- [Work order] Please quote all of the records below in full, line for line, without changing anything.

- [Recorded data]
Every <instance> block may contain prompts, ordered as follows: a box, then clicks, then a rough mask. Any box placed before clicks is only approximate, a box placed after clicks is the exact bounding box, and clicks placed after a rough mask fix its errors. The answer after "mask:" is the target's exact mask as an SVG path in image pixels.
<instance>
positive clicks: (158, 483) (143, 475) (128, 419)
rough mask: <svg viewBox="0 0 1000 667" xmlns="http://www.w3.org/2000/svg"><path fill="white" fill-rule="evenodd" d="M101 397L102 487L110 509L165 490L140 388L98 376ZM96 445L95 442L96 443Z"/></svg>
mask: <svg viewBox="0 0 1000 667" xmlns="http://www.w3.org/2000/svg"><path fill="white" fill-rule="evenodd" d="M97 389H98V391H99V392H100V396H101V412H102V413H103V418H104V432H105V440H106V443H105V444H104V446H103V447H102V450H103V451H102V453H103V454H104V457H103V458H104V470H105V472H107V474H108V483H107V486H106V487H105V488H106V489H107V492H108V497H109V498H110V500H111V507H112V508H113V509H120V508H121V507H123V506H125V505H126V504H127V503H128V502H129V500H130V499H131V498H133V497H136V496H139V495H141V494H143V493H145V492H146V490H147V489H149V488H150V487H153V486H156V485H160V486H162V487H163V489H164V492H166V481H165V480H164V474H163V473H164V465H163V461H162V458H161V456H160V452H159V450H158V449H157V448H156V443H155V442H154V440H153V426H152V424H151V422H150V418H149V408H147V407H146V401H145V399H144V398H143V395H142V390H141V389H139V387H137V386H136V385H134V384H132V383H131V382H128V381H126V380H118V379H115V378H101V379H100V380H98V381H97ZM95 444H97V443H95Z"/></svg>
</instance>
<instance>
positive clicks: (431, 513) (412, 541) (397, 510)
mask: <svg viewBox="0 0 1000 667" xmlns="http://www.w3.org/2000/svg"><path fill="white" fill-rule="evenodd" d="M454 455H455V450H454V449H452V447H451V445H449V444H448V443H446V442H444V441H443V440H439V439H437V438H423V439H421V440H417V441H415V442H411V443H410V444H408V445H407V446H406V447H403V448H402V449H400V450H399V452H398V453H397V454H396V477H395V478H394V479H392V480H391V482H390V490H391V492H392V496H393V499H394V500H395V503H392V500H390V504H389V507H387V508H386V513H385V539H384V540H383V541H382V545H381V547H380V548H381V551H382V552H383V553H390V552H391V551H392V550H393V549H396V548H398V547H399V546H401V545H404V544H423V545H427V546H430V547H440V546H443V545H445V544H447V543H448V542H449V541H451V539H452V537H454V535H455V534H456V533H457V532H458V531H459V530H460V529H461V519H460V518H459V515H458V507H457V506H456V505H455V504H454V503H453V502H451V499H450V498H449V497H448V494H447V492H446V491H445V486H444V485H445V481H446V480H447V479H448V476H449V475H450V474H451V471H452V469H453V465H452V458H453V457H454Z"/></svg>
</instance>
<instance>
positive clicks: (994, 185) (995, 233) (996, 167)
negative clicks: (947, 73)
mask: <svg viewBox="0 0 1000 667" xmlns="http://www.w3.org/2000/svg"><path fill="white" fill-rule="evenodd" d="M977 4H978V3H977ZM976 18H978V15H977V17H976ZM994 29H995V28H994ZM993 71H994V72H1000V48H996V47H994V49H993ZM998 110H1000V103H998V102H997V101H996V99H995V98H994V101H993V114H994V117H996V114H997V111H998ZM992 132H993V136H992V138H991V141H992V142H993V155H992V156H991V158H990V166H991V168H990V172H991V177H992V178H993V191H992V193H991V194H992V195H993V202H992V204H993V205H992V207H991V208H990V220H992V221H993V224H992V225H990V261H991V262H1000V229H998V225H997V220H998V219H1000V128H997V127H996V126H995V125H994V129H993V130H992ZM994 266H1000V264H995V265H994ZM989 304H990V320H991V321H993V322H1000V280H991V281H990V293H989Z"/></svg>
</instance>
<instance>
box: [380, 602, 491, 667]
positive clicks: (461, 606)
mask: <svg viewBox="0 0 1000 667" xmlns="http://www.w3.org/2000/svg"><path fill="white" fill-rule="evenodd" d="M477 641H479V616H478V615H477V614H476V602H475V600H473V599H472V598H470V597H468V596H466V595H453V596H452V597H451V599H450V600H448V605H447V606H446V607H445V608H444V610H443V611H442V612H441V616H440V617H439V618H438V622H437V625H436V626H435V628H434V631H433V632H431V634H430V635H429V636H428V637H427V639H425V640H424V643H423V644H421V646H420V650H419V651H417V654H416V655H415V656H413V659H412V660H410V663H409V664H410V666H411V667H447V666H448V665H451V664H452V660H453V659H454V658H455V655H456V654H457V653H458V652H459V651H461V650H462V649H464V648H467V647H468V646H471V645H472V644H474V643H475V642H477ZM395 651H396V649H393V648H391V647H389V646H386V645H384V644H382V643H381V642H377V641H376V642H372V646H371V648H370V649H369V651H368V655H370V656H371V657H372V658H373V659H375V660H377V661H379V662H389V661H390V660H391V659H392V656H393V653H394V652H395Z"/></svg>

- [Response for this exercise]
Every <instance> block may contain prompts, ordered as follows: a box, then clicks, then a rough mask. Any box placed before clicks is only approximate, a box placed after clicks is the exact bounding box, and clicks placed after a rough mask fix its errors. The answer after "mask:" is the target's exact mask as an SVG path in image pixels.
<instance>
positive clicks: (158, 483) (143, 475) (128, 419)
rough mask: <svg viewBox="0 0 1000 667" xmlns="http://www.w3.org/2000/svg"><path fill="white" fill-rule="evenodd" d="M101 397L102 487L110 509L165 490L140 388L98 376ZM96 445L95 442L96 443Z"/></svg>
mask: <svg viewBox="0 0 1000 667" xmlns="http://www.w3.org/2000/svg"><path fill="white" fill-rule="evenodd" d="M97 389H98V391H99V392H100V396H101V412H102V413H103V418H104V432H105V440H106V443H105V444H104V446H103V447H102V450H103V451H102V453H103V454H104V457H103V458H104V470H105V472H107V474H108V483H107V486H106V487H105V488H106V489H107V492H108V497H109V498H110V500H111V507H112V508H113V509H120V508H121V507H123V506H125V505H126V504H127V503H128V502H129V500H130V499H131V498H133V497H136V496H139V495H141V494H143V493H145V492H146V490H147V489H149V488H150V487H153V486H156V485H160V486H162V487H163V489H164V492H166V481H165V480H164V474H163V473H164V465H163V461H162V458H161V456H160V452H159V450H158V449H157V448H156V443H155V442H154V440H153V426H152V424H151V422H150V418H149V408H147V407H146V401H145V399H144V398H143V395H142V390H141V389H139V387H137V386H136V385H134V384H132V383H131V382H128V381H126V380H118V379H115V378H101V379H100V380H98V381H97ZM95 444H97V443H95Z"/></svg>
</instance>
<instance>
positive clicks: (431, 513) (412, 541) (397, 510)
mask: <svg viewBox="0 0 1000 667" xmlns="http://www.w3.org/2000/svg"><path fill="white" fill-rule="evenodd" d="M454 455H455V450H454V449H452V447H451V445H449V444H448V443H446V442H444V441H443V440H439V439H437V438H423V439H421V440H417V441H415V442H411V443H410V444H408V445H407V446H406V447H403V448H402V449H400V450H399V452H398V453H397V454H396V477H395V478H394V479H392V480H391V482H390V490H391V492H392V496H393V499H394V500H395V503H392V500H390V504H389V507H387V508H386V513H385V539H384V540H383V541H382V545H381V547H380V548H381V551H382V552H383V553H390V552H391V551H392V550H393V549H396V548H398V547H399V546H401V545H404V544H423V545H427V546H430V547H440V546H443V545H445V544H447V543H448V542H449V541H451V539H452V537H454V535H455V534H456V533H457V532H458V531H459V530H460V529H461V519H460V518H459V515H458V507H457V506H456V505H455V504H454V503H453V502H451V499H450V498H449V497H448V494H447V492H446V491H445V486H444V485H445V481H446V480H447V479H448V476H449V475H450V474H451V471H452V469H453V465H452V458H453V457H454Z"/></svg>
</instance>
<instance>
positive clicks: (994, 185) (995, 233) (996, 167)
negative clicks: (947, 73)
mask: <svg viewBox="0 0 1000 667" xmlns="http://www.w3.org/2000/svg"><path fill="white" fill-rule="evenodd" d="M977 4H978V3H977ZM976 18H978V15H977V17H976ZM994 29H995V28H994ZM993 71H994V72H1000V48H996V47H994V49H993ZM998 110H1000V103H998V102H997V101H996V99H995V98H994V101H993V114H994V117H996V114H997V111H998ZM992 132H993V136H992V138H991V141H992V142H993V155H992V156H991V158H990V166H991V168H990V172H991V177H992V178H993V191H992V193H991V194H992V195H993V202H992V204H993V205H992V207H991V208H990V220H992V221H993V224H992V225H990V261H991V262H1000V229H998V225H997V220H998V219H1000V128H997V127H996V126H995V125H994V129H993V130H992ZM994 266H1000V264H995V265H994ZM989 304H990V320H991V321H993V322H1000V280H991V281H990V293H989Z"/></svg>
</instance>
<instance>
box: [380, 602, 491, 667]
positive clicks: (461, 606)
mask: <svg viewBox="0 0 1000 667" xmlns="http://www.w3.org/2000/svg"><path fill="white" fill-rule="evenodd" d="M477 641H479V616H478V615H477V614H476V602H475V600H473V599H472V598H470V597H468V596H466V595H453V596H452V597H451V599H450V600H448V605H447V606H446V607H445V608H444V610H443V611H442V612H441V616H440V617H439V618H438V622H437V625H436V626H435V628H434V631H433V632H431V634H430V635H429V636H428V637H427V639H425V640H424V643H423V644H421V646H420V650H419V651H417V654H416V655H415V656H413V659H412V660H410V663H409V664H410V666H411V667H447V666H448V665H451V664H452V660H453V659H454V658H455V655H456V654H457V653H458V652H459V651H461V650H462V649H464V648H467V647H468V646H471V645H472V644H474V643H475V642H477ZM395 651H396V649H393V648H391V647H389V646H386V645H384V644H382V643H381V642H377V641H376V642H372V646H371V648H370V649H369V651H368V655H370V656H371V657H372V658H373V659H375V660H377V661H379V662H389V661H390V660H391V659H392V656H393V653H394V652H395Z"/></svg>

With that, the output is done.